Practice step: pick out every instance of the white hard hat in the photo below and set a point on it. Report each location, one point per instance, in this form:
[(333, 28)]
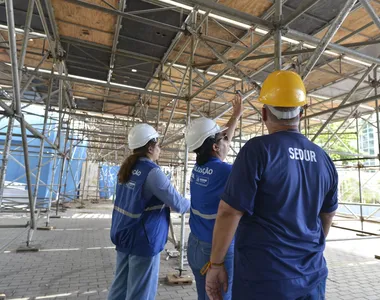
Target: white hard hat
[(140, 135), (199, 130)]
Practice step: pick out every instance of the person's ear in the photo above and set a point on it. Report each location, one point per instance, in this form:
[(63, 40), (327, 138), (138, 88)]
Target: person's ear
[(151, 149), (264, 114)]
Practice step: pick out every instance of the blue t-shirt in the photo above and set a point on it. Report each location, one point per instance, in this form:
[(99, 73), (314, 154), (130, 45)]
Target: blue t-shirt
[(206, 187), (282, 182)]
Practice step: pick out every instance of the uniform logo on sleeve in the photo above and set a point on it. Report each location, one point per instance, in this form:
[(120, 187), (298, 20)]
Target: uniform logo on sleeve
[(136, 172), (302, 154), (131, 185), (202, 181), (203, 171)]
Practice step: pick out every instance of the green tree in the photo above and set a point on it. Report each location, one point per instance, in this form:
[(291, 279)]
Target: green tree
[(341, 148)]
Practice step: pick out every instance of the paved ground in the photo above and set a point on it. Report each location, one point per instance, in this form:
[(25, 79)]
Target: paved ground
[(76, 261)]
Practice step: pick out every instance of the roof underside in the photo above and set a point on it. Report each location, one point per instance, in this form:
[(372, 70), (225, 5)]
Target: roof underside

- - -

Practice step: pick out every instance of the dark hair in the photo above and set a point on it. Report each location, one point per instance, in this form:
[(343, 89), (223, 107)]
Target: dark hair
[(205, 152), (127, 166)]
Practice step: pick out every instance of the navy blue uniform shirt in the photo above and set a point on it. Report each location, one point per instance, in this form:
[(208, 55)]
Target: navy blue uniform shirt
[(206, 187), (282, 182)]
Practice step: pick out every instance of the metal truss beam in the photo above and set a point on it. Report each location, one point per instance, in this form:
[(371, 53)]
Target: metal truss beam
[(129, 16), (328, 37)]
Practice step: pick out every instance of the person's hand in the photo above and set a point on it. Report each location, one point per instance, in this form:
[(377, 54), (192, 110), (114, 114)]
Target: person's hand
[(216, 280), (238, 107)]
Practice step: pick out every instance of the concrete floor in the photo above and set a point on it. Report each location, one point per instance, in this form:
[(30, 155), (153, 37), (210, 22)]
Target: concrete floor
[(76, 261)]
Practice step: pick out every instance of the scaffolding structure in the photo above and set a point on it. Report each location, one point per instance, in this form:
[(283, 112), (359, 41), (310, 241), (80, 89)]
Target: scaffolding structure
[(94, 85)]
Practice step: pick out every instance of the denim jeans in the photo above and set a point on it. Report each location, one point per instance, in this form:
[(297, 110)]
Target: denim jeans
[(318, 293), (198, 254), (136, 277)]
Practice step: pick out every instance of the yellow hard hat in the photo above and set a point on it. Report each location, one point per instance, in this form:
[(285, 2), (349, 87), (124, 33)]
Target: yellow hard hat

- - -

→ **STATED PROBLEM**
Please reproduce the part of the material that opens with the line containing "Practice step: pick out every instance of the white" and closes with the line containing "Target: roof underside", swapping "Practice step" for "Labeling step" and keeping everything else unchanged. Leave the pictures out of your answer.

→ **CORRECT ANSWER**
Labeling step: pick out every instance of the white hard hat in the photo below and set a point on it. Report each location, one point per instance, in this form:
[(333, 28)]
Target: white hard hat
[(140, 135), (199, 130)]
Labeling step: pick out every instance of the person's ear in the photo above and set a point on it. Report each location, one point per instance, in this form:
[(63, 40), (327, 138), (138, 88)]
Target: person's ear
[(151, 149), (264, 114)]
Labeling step: pick out every instance of the blue t-shirt in the photo above and set a point on it. Report each location, one point per instance, in this form:
[(99, 73), (314, 154), (130, 45)]
Target: blue t-shirt
[(206, 187), (282, 182)]
Labeling step: pick out every instance of the uniform logo on sleeve in the photo above and set a point on it. Report each location, one point per instance, in this form:
[(120, 187), (298, 20)]
Target: uniform logo on sleeve
[(136, 172), (302, 154), (131, 185), (202, 181), (203, 171)]
Labeling step: pick out every instance of the green tree in the photo above and set a point on it. Report each location, one point per instance, in this form:
[(291, 279)]
Target: green tree
[(341, 148)]
Labeling step: pick out every instance of the paved ground in the photo above and set a point on it. Report each location, one point per instance, in this form:
[(25, 79)]
Target: paved ground
[(76, 261)]
Labeling step: pick out every instance of the roof underside in the photo above and set a point on it. Report each location, one point per instance, in this form:
[(372, 70), (225, 5)]
Target: roof underside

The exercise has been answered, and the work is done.